# [What to produce]
Put every one of the rows below into a numbered list, leaving out any blank lines.
-- Records supplied start --
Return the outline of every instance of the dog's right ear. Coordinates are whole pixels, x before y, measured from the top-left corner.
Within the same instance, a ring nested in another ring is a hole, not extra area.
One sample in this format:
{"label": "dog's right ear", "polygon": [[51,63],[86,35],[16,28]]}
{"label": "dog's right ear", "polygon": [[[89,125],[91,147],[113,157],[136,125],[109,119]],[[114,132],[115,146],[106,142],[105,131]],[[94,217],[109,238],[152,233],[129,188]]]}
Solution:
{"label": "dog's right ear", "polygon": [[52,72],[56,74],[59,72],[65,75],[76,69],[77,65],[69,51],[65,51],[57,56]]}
-- Records supplied end --
# [Finished task]
1. Return the outline of every instance of the dog's right ear. Coordinates are whole pixels, x before y, measured from the top-left corner.
2. Within the same instance, a ring nested in another ring is a hole, not extra area.
3. One sample in this format:
4. {"label": "dog's right ear", "polygon": [[51,63],[86,35],[16,28]]}
5. {"label": "dog's right ear", "polygon": [[[89,125],[91,147],[113,157],[136,125],[109,119]],[[114,132],[115,146],[106,142],[105,131]],[[94,217],[109,238],[152,233],[129,188]]]}
6. Solution:
7. {"label": "dog's right ear", "polygon": [[52,72],[56,74],[59,72],[65,75],[76,69],[77,65],[69,51],[65,51],[57,56]]}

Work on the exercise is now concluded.